_ARTIGO_
● ● ● ● ● ● ●
Nesse modelo criam-se ou transformam-se unidades específicas da rede pública de ensino fundamental e médio do Estado de Mato Grosso em Escolas Militares – EMMT. Tal modelo se sustenta na Lei 10.922/2019.

E o terceiro modelo de escola militarizada e Escola Cívico-Militar - ECIM adota modelo de gestão escolar baseado nos colégios militares do exército.   

A pergunta é: qual dos modelos está sendo proposto para implantação na Escola Estadual Natalino? Vamos às semelhanças e dissemelhanças entre os três modelos. Eles se propõem atender, preferencialmente, às escolas públicas regulares, se utilizando das estruturas existentes e dos recursos financeiros da Secretaria de Estado de Educação (SEDUC) ou do Ministério da Educação (MEC). A questão que fica é por que o governo estadual e federal não aposta recursos e políticas de incentivo na melhoria da qualidade do ensino na escola pública?

Por que suas estruturas e parcos recursos das escolas públicas devem ser divididos com o Ministério da Defesa ou com a Secretaria de Segurança, quando estas duas instituições não destinam recursos de suas pastas para as escolas propostas?

Nos três modelos a gestão administrativa, financeira e pedagógica, necessariamente, deve ser da polícia militar ou do exército. Pergunta-se: Por que o governo estadual ou federal investe em escolas militarizadas e não nas escolas da rede civil pública?

A educação deve dividir os parcos recursos, financiando as escolas militarizadas?

É pretensão dos governos estaduais e federais constituir subsistemas de ensino na rede pública, sendo que “um servirá a uma elite que quer uma escola pública segura, com disciplina e qualidade de ensino” representada pelas escolas militarizadas bem equipadas, e um outro sistema que adotará, como clientela, “o segmento mais pobre da população, incluindo as crianças e os adolescentes que forem excluídos das escolas militarizadas por não se adaptarem às normas de conduta e disciplina”?
● ● ● ● ● ● ●
_DADOS_
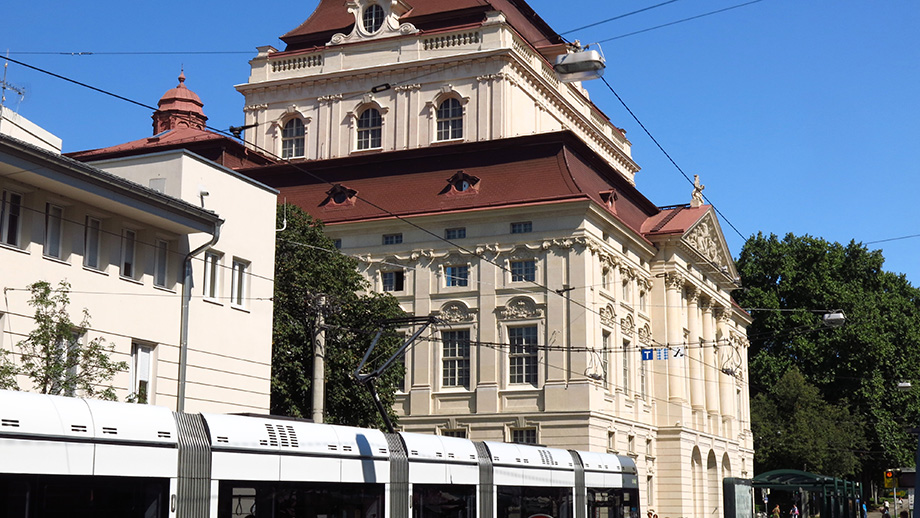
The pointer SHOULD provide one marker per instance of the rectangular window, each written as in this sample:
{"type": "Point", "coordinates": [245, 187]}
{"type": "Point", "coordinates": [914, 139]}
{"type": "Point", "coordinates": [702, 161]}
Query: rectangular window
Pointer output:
{"type": "Point", "coordinates": [523, 355]}
{"type": "Point", "coordinates": [524, 435]}
{"type": "Point", "coordinates": [92, 240]}
{"type": "Point", "coordinates": [523, 271]}
{"type": "Point", "coordinates": [627, 365]}
{"type": "Point", "coordinates": [455, 233]}
{"type": "Point", "coordinates": [141, 367]}
{"type": "Point", "coordinates": [11, 218]}
{"type": "Point", "coordinates": [605, 344]}
{"type": "Point", "coordinates": [393, 281]}
{"type": "Point", "coordinates": [392, 239]}
{"type": "Point", "coordinates": [54, 229]}
{"type": "Point", "coordinates": [162, 261]}
{"type": "Point", "coordinates": [457, 275]}
{"type": "Point", "coordinates": [211, 275]}
{"type": "Point", "coordinates": [521, 227]}
{"type": "Point", "coordinates": [239, 282]}
{"type": "Point", "coordinates": [456, 358]}
{"type": "Point", "coordinates": [128, 253]}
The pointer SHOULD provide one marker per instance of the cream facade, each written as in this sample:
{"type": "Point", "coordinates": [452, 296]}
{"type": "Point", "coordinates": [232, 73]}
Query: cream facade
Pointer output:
{"type": "Point", "coordinates": [564, 324]}
{"type": "Point", "coordinates": [119, 232]}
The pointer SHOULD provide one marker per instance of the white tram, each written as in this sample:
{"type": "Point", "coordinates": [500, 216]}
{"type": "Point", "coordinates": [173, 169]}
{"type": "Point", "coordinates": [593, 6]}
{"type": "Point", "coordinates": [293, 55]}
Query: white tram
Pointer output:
{"type": "Point", "coordinates": [75, 458]}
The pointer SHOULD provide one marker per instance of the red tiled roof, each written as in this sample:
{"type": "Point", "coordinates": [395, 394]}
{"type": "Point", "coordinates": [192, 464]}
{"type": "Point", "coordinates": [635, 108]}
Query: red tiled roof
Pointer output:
{"type": "Point", "coordinates": [546, 168]}
{"type": "Point", "coordinates": [674, 220]}
{"type": "Point", "coordinates": [331, 16]}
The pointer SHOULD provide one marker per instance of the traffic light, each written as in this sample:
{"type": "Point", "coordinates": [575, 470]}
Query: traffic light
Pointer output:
{"type": "Point", "coordinates": [891, 478]}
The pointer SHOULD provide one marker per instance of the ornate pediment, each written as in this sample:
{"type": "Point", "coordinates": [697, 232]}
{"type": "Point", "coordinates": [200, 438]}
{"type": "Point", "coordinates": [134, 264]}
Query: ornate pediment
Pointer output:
{"type": "Point", "coordinates": [706, 239]}
{"type": "Point", "coordinates": [375, 19]}
{"type": "Point", "coordinates": [520, 308]}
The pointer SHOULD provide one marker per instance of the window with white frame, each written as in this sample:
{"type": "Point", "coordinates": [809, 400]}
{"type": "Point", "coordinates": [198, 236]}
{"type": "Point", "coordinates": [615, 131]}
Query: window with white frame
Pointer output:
{"type": "Point", "coordinates": [524, 435]}
{"type": "Point", "coordinates": [211, 275]}
{"type": "Point", "coordinates": [524, 271]}
{"type": "Point", "coordinates": [239, 284]}
{"type": "Point", "coordinates": [141, 372]}
{"type": "Point", "coordinates": [292, 139]}
{"type": "Point", "coordinates": [457, 275]}
{"type": "Point", "coordinates": [11, 218]}
{"type": "Point", "coordinates": [643, 379]}
{"type": "Point", "coordinates": [455, 233]}
{"type": "Point", "coordinates": [605, 344]}
{"type": "Point", "coordinates": [627, 365]}
{"type": "Point", "coordinates": [455, 358]}
{"type": "Point", "coordinates": [54, 230]}
{"type": "Point", "coordinates": [92, 241]}
{"type": "Point", "coordinates": [373, 18]}
{"type": "Point", "coordinates": [370, 129]}
{"type": "Point", "coordinates": [522, 358]}
{"type": "Point", "coordinates": [161, 263]}
{"type": "Point", "coordinates": [450, 120]}
{"type": "Point", "coordinates": [128, 254]}
{"type": "Point", "coordinates": [521, 227]}
{"type": "Point", "coordinates": [393, 281]}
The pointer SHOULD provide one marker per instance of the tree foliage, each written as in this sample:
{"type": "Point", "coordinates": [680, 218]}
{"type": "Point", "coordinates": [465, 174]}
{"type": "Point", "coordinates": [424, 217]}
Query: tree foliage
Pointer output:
{"type": "Point", "coordinates": [55, 355]}
{"type": "Point", "coordinates": [307, 265]}
{"type": "Point", "coordinates": [805, 432]}
{"type": "Point", "coordinates": [789, 283]}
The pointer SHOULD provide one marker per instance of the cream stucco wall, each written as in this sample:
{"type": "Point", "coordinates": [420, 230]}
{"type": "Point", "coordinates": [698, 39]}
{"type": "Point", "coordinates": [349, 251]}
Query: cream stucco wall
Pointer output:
{"type": "Point", "coordinates": [229, 345]}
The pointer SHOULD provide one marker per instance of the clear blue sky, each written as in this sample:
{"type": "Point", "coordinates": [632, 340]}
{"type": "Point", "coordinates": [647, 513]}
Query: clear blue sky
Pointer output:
{"type": "Point", "coordinates": [799, 115]}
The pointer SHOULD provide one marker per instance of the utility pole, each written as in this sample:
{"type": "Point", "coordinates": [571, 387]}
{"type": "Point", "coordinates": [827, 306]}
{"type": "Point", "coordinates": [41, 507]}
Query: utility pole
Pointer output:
{"type": "Point", "coordinates": [319, 363]}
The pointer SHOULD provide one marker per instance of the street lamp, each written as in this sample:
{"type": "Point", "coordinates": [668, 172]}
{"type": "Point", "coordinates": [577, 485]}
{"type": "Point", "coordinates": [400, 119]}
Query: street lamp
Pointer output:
{"type": "Point", "coordinates": [905, 386]}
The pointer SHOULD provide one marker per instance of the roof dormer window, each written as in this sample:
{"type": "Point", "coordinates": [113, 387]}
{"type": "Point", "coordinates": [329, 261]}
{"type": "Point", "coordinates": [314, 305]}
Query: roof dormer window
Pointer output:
{"type": "Point", "coordinates": [339, 195]}
{"type": "Point", "coordinates": [461, 182]}
{"type": "Point", "coordinates": [373, 18]}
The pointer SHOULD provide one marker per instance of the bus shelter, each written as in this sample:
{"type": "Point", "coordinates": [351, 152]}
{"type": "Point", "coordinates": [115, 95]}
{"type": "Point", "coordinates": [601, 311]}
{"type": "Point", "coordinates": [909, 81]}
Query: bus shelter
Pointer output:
{"type": "Point", "coordinates": [816, 495]}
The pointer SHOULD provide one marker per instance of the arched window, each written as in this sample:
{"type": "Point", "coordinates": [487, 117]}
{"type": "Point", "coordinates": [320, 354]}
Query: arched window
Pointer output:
{"type": "Point", "coordinates": [370, 129]}
{"type": "Point", "coordinates": [373, 18]}
{"type": "Point", "coordinates": [292, 139]}
{"type": "Point", "coordinates": [450, 120]}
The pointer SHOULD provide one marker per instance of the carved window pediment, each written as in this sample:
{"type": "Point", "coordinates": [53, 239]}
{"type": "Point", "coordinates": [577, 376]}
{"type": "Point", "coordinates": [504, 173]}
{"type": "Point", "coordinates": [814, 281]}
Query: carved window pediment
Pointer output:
{"type": "Point", "coordinates": [520, 308]}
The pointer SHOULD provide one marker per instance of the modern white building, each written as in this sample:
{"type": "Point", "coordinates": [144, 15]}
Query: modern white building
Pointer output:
{"type": "Point", "coordinates": [439, 148]}
{"type": "Point", "coordinates": [121, 232]}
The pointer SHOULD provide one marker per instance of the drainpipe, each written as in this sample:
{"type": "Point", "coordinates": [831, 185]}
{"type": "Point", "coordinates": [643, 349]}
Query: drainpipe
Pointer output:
{"type": "Point", "coordinates": [186, 297]}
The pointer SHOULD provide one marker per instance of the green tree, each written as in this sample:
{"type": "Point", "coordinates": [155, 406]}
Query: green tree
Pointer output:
{"type": "Point", "coordinates": [789, 283]}
{"type": "Point", "coordinates": [307, 265]}
{"type": "Point", "coordinates": [55, 355]}
{"type": "Point", "coordinates": [796, 429]}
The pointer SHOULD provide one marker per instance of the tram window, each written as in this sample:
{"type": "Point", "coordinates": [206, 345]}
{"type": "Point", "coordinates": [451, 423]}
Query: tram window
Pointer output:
{"type": "Point", "coordinates": [443, 501]}
{"type": "Point", "coordinates": [301, 500]}
{"type": "Point", "coordinates": [524, 502]}
{"type": "Point", "coordinates": [613, 503]}
{"type": "Point", "coordinates": [48, 496]}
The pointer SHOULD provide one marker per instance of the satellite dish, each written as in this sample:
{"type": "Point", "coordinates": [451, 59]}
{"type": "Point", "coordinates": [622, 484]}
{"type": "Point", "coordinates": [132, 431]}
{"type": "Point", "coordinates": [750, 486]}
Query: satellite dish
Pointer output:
{"type": "Point", "coordinates": [579, 65]}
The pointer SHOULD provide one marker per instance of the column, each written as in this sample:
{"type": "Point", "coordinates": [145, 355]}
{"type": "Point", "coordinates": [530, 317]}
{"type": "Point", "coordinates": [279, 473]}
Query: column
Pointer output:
{"type": "Point", "coordinates": [729, 359]}
{"type": "Point", "coordinates": [695, 350]}
{"type": "Point", "coordinates": [675, 334]}
{"type": "Point", "coordinates": [709, 356]}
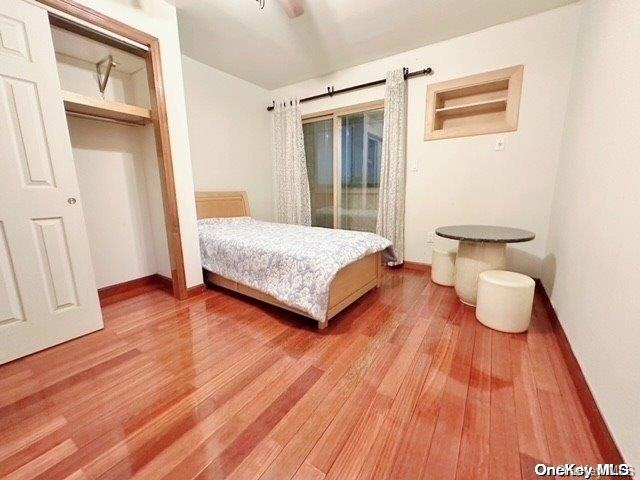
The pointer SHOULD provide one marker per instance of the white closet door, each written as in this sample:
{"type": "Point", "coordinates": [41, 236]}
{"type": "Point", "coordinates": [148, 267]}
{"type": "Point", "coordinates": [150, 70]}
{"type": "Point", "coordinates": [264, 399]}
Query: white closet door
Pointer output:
{"type": "Point", "coordinates": [47, 288]}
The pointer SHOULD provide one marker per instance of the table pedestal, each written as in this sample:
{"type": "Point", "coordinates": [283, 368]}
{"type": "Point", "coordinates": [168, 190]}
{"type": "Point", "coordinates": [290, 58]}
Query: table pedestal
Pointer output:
{"type": "Point", "coordinates": [474, 258]}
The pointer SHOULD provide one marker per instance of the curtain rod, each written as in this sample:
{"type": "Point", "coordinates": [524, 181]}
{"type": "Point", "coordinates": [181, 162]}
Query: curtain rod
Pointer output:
{"type": "Point", "coordinates": [331, 91]}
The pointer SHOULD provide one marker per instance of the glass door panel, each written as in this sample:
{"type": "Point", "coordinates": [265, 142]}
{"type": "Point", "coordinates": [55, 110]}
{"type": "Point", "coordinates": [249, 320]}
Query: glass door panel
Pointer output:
{"type": "Point", "coordinates": [360, 155]}
{"type": "Point", "coordinates": [318, 146]}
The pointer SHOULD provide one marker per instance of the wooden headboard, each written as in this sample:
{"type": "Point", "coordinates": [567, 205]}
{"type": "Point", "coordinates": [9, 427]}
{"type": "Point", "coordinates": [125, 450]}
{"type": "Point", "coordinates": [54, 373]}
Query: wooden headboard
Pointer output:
{"type": "Point", "coordinates": [222, 204]}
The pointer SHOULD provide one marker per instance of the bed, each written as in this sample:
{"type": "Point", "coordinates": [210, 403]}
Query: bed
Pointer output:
{"type": "Point", "coordinates": [229, 212]}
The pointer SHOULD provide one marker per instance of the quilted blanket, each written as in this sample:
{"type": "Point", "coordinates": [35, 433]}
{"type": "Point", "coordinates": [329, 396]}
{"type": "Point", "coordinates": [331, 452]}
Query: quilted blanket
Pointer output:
{"type": "Point", "coordinates": [292, 263]}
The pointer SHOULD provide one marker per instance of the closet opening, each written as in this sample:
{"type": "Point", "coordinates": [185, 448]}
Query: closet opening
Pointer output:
{"type": "Point", "coordinates": [112, 92]}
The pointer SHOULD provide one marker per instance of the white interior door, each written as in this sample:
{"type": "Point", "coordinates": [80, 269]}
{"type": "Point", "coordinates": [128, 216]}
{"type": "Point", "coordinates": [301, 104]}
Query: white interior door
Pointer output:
{"type": "Point", "coordinates": [47, 288]}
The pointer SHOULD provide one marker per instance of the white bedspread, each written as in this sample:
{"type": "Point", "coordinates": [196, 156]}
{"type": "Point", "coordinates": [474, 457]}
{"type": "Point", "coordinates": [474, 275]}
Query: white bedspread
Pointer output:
{"type": "Point", "coordinates": [294, 264]}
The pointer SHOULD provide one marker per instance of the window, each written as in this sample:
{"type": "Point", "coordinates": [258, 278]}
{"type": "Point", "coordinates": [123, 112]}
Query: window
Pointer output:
{"type": "Point", "coordinates": [343, 150]}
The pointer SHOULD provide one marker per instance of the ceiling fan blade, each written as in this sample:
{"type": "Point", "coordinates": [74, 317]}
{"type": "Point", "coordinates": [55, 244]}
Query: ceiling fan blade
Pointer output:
{"type": "Point", "coordinates": [293, 8]}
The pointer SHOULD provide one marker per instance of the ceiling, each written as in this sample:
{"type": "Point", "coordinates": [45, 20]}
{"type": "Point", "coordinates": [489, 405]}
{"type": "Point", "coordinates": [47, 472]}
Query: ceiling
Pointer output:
{"type": "Point", "coordinates": [269, 49]}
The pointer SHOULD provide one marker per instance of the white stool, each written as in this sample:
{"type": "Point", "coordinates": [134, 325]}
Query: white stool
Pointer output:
{"type": "Point", "coordinates": [505, 300]}
{"type": "Point", "coordinates": [443, 267]}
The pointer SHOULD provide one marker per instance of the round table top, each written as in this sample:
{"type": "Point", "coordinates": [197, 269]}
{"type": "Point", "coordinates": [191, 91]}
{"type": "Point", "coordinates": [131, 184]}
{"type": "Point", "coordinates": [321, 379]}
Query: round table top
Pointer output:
{"type": "Point", "coordinates": [485, 233]}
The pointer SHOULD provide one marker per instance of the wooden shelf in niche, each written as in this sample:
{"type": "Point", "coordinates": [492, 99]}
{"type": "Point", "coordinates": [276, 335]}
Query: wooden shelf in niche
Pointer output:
{"type": "Point", "coordinates": [76, 104]}
{"type": "Point", "coordinates": [479, 104]}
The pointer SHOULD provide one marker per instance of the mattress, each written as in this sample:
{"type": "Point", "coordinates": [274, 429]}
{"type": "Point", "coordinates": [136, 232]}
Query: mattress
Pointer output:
{"type": "Point", "coordinates": [292, 263]}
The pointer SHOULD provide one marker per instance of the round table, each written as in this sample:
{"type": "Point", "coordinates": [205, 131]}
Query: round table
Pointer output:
{"type": "Point", "coordinates": [481, 247]}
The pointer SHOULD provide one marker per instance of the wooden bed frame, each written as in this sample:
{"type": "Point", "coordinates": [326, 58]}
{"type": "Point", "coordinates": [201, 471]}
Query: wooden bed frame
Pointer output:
{"type": "Point", "coordinates": [350, 283]}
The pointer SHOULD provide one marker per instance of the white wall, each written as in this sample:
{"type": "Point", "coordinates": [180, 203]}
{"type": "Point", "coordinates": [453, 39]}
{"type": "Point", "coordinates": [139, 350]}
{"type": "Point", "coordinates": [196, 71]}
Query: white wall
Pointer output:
{"type": "Point", "coordinates": [110, 166]}
{"type": "Point", "coordinates": [119, 180]}
{"type": "Point", "coordinates": [229, 134]}
{"type": "Point", "coordinates": [464, 180]}
{"type": "Point", "coordinates": [158, 18]}
{"type": "Point", "coordinates": [592, 269]}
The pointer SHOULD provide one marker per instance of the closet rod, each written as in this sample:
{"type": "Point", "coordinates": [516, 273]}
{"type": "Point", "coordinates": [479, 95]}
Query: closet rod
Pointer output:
{"type": "Point", "coordinates": [331, 91]}
{"type": "Point", "coordinates": [104, 119]}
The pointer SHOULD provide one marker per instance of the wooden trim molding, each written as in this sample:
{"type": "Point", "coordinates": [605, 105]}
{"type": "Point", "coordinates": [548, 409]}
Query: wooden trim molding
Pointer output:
{"type": "Point", "coordinates": [160, 124]}
{"type": "Point", "coordinates": [196, 290]}
{"type": "Point", "coordinates": [419, 266]}
{"type": "Point", "coordinates": [133, 288]}
{"type": "Point", "coordinates": [597, 424]}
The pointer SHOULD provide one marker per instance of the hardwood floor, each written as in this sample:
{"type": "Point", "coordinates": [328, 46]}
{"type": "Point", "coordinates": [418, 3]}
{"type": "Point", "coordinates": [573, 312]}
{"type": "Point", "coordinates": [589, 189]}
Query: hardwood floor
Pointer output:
{"type": "Point", "coordinates": [404, 384]}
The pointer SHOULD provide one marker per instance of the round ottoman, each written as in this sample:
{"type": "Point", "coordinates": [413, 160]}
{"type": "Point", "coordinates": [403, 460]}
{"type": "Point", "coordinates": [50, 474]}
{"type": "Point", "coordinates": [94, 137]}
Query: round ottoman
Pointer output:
{"type": "Point", "coordinates": [505, 300]}
{"type": "Point", "coordinates": [443, 264]}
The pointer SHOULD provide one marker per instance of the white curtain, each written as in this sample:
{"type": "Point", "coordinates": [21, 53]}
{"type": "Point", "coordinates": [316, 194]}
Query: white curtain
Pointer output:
{"type": "Point", "coordinates": [390, 223]}
{"type": "Point", "coordinates": [292, 198]}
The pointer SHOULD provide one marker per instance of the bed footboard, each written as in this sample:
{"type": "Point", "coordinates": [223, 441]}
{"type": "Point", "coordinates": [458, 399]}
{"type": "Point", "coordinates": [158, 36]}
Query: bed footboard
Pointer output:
{"type": "Point", "coordinates": [350, 283]}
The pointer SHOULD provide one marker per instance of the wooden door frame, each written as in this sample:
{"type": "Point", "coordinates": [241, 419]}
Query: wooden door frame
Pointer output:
{"type": "Point", "coordinates": [158, 116]}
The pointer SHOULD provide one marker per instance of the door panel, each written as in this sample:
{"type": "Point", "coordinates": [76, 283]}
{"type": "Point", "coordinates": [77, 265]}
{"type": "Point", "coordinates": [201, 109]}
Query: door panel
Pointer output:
{"type": "Point", "coordinates": [10, 302]}
{"type": "Point", "coordinates": [47, 288]}
{"type": "Point", "coordinates": [21, 111]}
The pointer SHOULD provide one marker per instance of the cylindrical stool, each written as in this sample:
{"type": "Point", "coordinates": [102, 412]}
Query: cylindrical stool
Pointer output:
{"type": "Point", "coordinates": [443, 264]}
{"type": "Point", "coordinates": [505, 300]}
{"type": "Point", "coordinates": [474, 258]}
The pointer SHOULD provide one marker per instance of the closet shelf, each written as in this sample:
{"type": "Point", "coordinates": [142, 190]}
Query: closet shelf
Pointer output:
{"type": "Point", "coordinates": [474, 108]}
{"type": "Point", "coordinates": [84, 106]}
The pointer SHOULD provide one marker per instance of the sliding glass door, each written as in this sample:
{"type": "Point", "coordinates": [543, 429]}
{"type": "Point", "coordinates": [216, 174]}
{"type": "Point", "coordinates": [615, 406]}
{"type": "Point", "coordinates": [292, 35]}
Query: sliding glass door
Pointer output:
{"type": "Point", "coordinates": [361, 144]}
{"type": "Point", "coordinates": [318, 147]}
{"type": "Point", "coordinates": [343, 152]}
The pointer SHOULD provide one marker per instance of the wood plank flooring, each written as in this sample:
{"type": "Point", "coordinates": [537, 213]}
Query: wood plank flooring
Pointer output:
{"type": "Point", "coordinates": [403, 384]}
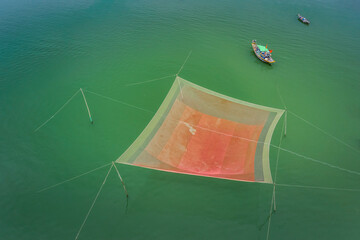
● ● ● ● ● ● ●
_TAREFA A_
Responda, com base no artigo sobre escolas militarizadas:
(i) Em que lei se sustenta o modelo das Escolas Militares – EMMT?
(ii) Para qual escola o artigo pergunta que modelo está sendo proposto?
(iii) Nos três modelos, a quem deve caber a gestão administrativa, financeira e pedagógica?
_TAREFA B_
Prossiga a redação do artigo sobre escolas militarizadas a partir da última frase apresentada.
Os registros não são necessários para a resolução.

_RESPOSTA A_
(i) Na Lei 10.922/2019.
(ii) Para a Escola Estadual Natalino.
(iii) À polícia militar ou ao exército.

_RESPOSTA B_
Ou a ideia é, conforme justificativa dos modelos, implantar escolas militarizadas para atendimento preferencial a estabelecimentos públicos em situação de vulnerabilidade social; contribuir para a redução dos índices de violência nas escolas públicas regulares e contribuir para a redução da evasão, da repetência e do abandono escolar, escondendo a intenção da polícia e do exército no controle  dos jovens, enquanto os filhos das classes subalternas pardos, negros e pobres que, na sua totalidade, frequentam as escolas públicas?

E mais, o que precisa ser desvendado nesses modelos que implodem o sistema público de ensino laico, gratuito e para todos?

Compreendo que os militares da PM e do exército nada entendem de educação, em tese são especialistas em segurança e guerra. Porque a população deveria confiar a educação de seus filhos à PM e ao exército?

Não seria desvio de função desses militares? Eles vão agora se entrincheirar nas escolas, fugindo de suas missões?

Pergunto, admitiriam os senhores da segurança e da guerra serem comandados em seus quarteis por um professor civil? Por que deveríamos admitir que militares substituam professores e desrespeitem o profissional da educação?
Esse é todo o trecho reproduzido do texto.